**LA CONSIGNE:** Mets sous forme de liste numérotée les lignes ci-dessous, en partant de celle qui contient « Could you point out the woman in » et en allant jusqu'à la toute dernière, ces deux lignes comprises. Laisse de côté les lignes vides.

**LIGNES FOURNIES:**
⟨
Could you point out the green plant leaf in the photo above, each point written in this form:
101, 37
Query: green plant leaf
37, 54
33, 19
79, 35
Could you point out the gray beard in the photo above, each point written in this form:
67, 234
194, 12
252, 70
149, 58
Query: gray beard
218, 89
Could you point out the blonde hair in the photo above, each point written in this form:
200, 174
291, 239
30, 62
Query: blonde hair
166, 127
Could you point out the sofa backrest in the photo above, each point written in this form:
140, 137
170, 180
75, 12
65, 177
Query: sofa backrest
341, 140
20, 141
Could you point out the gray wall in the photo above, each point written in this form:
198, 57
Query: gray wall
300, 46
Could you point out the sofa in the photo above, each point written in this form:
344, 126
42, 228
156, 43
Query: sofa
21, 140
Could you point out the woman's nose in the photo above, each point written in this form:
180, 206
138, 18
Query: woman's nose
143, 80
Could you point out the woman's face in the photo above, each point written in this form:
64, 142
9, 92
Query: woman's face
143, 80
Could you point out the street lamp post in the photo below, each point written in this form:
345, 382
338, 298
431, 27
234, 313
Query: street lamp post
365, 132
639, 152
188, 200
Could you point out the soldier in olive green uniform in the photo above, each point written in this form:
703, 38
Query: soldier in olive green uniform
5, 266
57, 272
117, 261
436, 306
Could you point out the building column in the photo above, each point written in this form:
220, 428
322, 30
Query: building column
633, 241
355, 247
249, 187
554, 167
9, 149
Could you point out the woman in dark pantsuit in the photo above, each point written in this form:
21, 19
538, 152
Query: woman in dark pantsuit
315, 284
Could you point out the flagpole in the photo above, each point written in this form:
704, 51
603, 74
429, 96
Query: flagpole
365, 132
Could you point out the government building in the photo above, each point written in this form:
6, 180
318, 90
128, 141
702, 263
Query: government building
⟩
**RÉPONSE ATTENDUE:**
1. Could you point out the woman in dark pantsuit in the photo above, each point written in this form:
2. 21, 19
3. 538, 152
4. Query: woman in dark pantsuit
5. 315, 284
6. Could you point out the flagpole in the photo above, each point written in this form:
7. 704, 51
8. 603, 74
9. 429, 96
10. Query: flagpole
11. 365, 132
12. Could you point out the government building in the photo above, each point written in this form:
13. 6, 180
14. 318, 90
15. 128, 141
16. 702, 263
17. Query: government building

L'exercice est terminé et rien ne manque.